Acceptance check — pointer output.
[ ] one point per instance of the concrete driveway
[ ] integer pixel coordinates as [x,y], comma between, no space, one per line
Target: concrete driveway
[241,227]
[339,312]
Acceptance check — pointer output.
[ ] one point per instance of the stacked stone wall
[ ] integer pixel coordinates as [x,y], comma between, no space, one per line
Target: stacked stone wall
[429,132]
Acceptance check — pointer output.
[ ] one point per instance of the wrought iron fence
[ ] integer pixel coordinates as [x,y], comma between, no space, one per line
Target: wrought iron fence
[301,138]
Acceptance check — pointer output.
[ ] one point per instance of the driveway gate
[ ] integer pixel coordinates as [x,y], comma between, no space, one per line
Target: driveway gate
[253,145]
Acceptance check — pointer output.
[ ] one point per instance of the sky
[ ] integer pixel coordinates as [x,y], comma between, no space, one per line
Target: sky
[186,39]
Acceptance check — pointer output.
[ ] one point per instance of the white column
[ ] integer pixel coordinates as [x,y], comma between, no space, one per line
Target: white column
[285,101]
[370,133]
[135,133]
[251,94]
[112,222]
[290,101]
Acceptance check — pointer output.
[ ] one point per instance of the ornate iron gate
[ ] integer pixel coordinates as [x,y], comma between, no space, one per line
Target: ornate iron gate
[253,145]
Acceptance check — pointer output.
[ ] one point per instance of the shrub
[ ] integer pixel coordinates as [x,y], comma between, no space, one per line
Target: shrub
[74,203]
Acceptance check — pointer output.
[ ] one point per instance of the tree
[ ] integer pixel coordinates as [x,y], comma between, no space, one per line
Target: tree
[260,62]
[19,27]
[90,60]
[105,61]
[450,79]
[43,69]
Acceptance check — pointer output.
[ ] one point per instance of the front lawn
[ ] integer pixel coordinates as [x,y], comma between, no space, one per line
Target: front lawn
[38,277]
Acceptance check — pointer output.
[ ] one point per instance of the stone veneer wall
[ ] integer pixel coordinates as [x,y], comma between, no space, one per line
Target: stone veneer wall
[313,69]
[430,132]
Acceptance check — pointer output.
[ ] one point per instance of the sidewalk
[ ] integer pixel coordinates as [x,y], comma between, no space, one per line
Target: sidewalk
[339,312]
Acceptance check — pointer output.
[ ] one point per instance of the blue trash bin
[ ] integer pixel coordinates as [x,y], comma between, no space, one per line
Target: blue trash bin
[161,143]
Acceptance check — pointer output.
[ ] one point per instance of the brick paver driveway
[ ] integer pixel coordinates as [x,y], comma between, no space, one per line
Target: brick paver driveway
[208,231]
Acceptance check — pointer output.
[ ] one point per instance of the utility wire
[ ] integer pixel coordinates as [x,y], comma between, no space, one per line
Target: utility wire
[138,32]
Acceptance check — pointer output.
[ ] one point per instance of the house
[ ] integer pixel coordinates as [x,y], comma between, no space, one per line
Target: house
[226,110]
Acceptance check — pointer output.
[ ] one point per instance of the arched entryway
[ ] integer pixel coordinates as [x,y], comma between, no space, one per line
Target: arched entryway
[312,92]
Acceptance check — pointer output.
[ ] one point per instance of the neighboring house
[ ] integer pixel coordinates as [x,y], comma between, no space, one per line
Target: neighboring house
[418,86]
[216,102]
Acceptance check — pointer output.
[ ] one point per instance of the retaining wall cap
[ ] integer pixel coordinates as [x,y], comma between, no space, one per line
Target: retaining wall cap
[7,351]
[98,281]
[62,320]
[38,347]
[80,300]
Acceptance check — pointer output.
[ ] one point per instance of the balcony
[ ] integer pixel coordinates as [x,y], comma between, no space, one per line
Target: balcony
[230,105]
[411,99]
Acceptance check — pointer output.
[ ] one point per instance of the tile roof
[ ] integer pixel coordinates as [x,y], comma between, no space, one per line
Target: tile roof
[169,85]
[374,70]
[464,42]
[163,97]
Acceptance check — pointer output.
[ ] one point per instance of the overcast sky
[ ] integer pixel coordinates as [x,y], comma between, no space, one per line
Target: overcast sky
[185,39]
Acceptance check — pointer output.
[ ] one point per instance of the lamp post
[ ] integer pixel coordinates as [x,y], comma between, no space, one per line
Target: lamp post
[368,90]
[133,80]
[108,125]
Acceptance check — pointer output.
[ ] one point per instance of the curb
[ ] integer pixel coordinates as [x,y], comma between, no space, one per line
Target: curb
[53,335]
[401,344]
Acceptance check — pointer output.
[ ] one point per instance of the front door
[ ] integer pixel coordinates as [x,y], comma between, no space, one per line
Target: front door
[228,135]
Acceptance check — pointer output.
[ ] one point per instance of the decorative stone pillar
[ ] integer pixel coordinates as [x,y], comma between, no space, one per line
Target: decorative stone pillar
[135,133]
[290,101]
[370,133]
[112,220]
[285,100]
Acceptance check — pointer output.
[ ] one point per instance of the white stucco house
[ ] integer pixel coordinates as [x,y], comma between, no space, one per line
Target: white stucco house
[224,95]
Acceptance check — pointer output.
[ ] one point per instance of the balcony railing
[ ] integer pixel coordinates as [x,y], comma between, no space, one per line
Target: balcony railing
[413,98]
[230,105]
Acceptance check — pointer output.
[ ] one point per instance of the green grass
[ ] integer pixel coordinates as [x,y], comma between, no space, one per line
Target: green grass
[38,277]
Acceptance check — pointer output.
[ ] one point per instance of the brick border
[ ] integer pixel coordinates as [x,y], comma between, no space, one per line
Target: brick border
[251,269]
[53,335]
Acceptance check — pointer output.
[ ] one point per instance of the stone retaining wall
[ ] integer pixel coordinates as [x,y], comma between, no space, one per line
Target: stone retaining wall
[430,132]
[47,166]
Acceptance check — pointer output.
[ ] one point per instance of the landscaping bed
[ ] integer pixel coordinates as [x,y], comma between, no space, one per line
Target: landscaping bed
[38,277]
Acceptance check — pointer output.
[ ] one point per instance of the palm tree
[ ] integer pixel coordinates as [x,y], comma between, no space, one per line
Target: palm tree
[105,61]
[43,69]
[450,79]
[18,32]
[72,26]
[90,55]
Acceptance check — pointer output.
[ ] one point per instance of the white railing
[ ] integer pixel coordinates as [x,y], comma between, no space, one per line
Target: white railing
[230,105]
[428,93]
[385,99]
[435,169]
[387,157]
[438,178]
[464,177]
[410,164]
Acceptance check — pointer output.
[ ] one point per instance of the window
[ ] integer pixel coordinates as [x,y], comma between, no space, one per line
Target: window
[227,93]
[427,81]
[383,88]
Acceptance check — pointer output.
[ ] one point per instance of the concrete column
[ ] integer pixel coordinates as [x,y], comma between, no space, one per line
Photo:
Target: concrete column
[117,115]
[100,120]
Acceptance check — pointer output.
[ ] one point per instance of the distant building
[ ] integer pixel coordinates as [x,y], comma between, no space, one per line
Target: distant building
+++
[What to do] All records above must be set down exactly, please.

[Response below]
Acceptance check — pointer output.
[ ] one point per instance of the concrete driveway
[ ] integer pixel coordinates as [x,y], comma between, no space, one per line
Target: concrete driveway
[241,227]
[339,312]
Acceptance check — pointer output.
[ ] one point per instance of the stacked stone wall
[ ] integer pixel coordinates as [x,y], comma between, no space, one per line
Target: stacked stone wall
[429,132]
Acceptance check — pointer output.
[ ] one point per instance of the wrought iron fence
[ ] integer pixel coordinates as [x,y], comma between, no space, one per line
Target: wrought iron fence
[301,138]
Acceptance check — pointer output.
[ ] one point per instance of the driveway gate
[ ] integer pixel coordinates as [x,y], comma between, no space, one per line
Target: driveway gate
[253,145]
Acceptance check — pointer output.
[ ] one point per instance of the sky
[ ] integer pixel coordinates as [x,y], comma between, no space, one per line
Target: sky
[186,39]
Acceptance check — pointer output.
[ ] one point per instance of the white column
[ ] integer pixel coordinates as [x,y], comma between, no space, one per line
Target: white column
[285,101]
[370,133]
[135,133]
[251,94]
[112,222]
[290,101]
Acceptance check — pointer output.
[ ] one point per instance of the ornate iron gate
[ ] integer pixel coordinates as [x,y], comma between, no space, one per line
Target: ornate iron gate
[253,145]
Acceptance check — pointer output.
[ ] one point per instance of the shrub
[ ] integer pixel coordinates as [x,y], comma between, no space, one per line
Target: shrub
[74,203]
Acceptance check — pointer output.
[ ] one point per instance of the tree
[ ] integer pixel coordinates as [x,y], comma between, no space, one per line
Target: tree
[260,62]
[19,27]
[90,60]
[105,61]
[450,79]
[43,69]
Acceptance check — pointer output.
[ ] one point per instance of the front lawn
[ ] integer pixel coordinates as [x,y], comma between, no space, one per line
Target: front lawn
[38,277]
Acceptance check — pointer output.
[ ] one point per instance of the stone veneer wall
[ ] integer pixel coordinates as [x,y], comma between, no space, one per line
Target: stone veneer wall
[313,69]
[430,132]
Acceptance check — pointer output.
[ ] one point per instance of the sidewalk
[ ] integer pixel coordinates as [x,y], comma between, no space, one per line
Target: sidewalk
[339,312]
Acceptance check — pointer output.
[ ] one point per instance of the blue trash bin
[ ] integer pixel coordinates as [x,y], comma between, no space, one per line
Target: blue trash bin
[161,143]
Acceptance check — pointer output.
[ ] one point per instance of the brick paver driveway
[ ] integer pixel coordinates as [x,y], comma between, no space, one per line
Target: brick paver driveway
[208,231]
Acceptance check — pointer output.
[ ] one point per instance of the utility wire
[ ] integer pixel coordinates as [x,y], comma between, no space, one per line
Target: utility wire
[138,32]
Acceptance check — pointer output.
[ ] one point per instance of the house
[ ] integer pixel coordinates as [x,y], comma between, no space, one per line
Target: house
[226,110]
Acceptance check — pointer output.
[ ] one point per instance of the arched entryway
[ ] integer pixel coordinates as [x,y], comma between, no space, one per line
Target: arched entryway
[312,92]
Acceptance check — pointer output.
[ ] one point per instance of the neighboring house
[ ] integer pixel coordinates as [x,y], comma between, no space, one per line
Target: neighboring house
[418,86]
[216,102]
Acceptance check — pointer output.
[ ] one point per instance of the retaining wall cap
[ ] integer pixel coordinates as [x,y], comma between, no space, one per line
Target: retaining wall cap
[7,351]
[98,281]
[62,320]
[38,347]
[80,300]
Acceptance check — pointer output.
[ ] one point per instance of the balcony
[ ] integer pixel coordinates as [x,y], comma between, no space, one per line
Target: balcony
[230,105]
[411,99]
Acceptance check — pointer output.
[ ] one point per instance of the tile roof
[ ] integer pixel coordinates as [x,y], comma between, no space, one per line
Target: tile roof
[169,85]
[374,70]
[464,42]
[163,97]
Acceptance check — pointer output.
[ ] one point per instance of the overcast sky
[ ] integer pixel coordinates as [x,y], comma between, no space, one per line
Target: overcast sky
[185,39]
Acceptance check — pointer output.
[ ] one point per instance of the lamp post
[ ] integer pixel coordinates as [x,y], comma between, no space, one per line
Target: lamp post
[368,90]
[133,80]
[108,125]
Acceptance check — pointer output.
[ ] one point per instance of the curb
[ ] integer pixel coordinates as [x,y], comma between, no space, one per line
Target: curb
[53,335]
[401,344]
Acceptance check — pointer output.
[ ] one point per instance of the front door
[ ] integer pixel coordinates as [x,y], comma between, no space, one per line
Target: front door
[228,135]
Acceptance check — pointer output.
[ ] one point per instance of the decorative stone pillar
[ ] integer pixel coordinates as [x,y], comma between, no space, one per line
Target: decorative stone pillar
[135,133]
[290,101]
[370,133]
[112,220]
[285,100]
Acceptance check — pointer output.
[ ] one point per instance of the white stucco house
[ ] integer pixel coordinates as [x,y], comma between, no space, one per line
Target: white stucco house
[224,95]
Acceptance check — pointer output.
[ ] one point per instance of the balcony railing
[ ] integer pixel coordinates as [x,y], comma between, no space, one per line
Target: balcony railing
[413,98]
[230,105]
Acceptance check — pointer output.
[ ] one point per instance of the green grass
[ ] integer pixel coordinates as [x,y], comma between, no space, one per line
Target: green grass
[38,277]
Acceptance check — pointer output.
[ ] one point per instance of the brick border
[ ] integer pixel coordinates as [x,y], comma between, no space, one per line
Target: brick border
[251,269]
[53,335]
Acceptance check — pointer output.
[ ] one point per instance of the stone retaining wall
[ ] integer pixel coordinates as [x,y], comma between, no space, one per line
Target: stone retaining wall
[430,132]
[47,166]
Acceptance check — pointer output.
[ ] one point per instance of the landscaping bed
[ ] integer pixel coordinates as [x,y], comma between, no space, one per line
Target: landscaping bed
[38,277]
Acceptance check — pointer output.
[ ] one point per instance of the palm tree
[ ] integer pixel coordinates as [x,y], comma between, no space, one per line
Target: palm tree
[105,61]
[43,69]
[450,79]
[18,32]
[72,26]
[90,55]
Acceptance check — pointer output.
[ ] one point per instance of the white railing
[ ] integer pixel coordinates as [x,y], comma between, no space, one per line
Target: white railing
[230,105]
[428,93]
[385,99]
[435,169]
[387,157]
[438,178]
[464,177]
[410,164]
Acceptance check — pointer output.
[ ] one point per instance of the window
[ ] integer pixel coordinates as [x,y], comma between, no space, one per line
Target: window
[227,93]
[427,81]
[383,88]
Acceptance check — pointer output.
[ ] one point per instance of the concrete column
[ ] integer pixel coordinates as [x,y], comma between, no space, one per line
Photo:
Target: concrete column
[117,115]
[100,120]
Acceptance check — pointer output.
[ ] one point per instance of the distant building
[ ] integer pixel coordinates as [x,y], comma between, no space, one per line
Target: distant building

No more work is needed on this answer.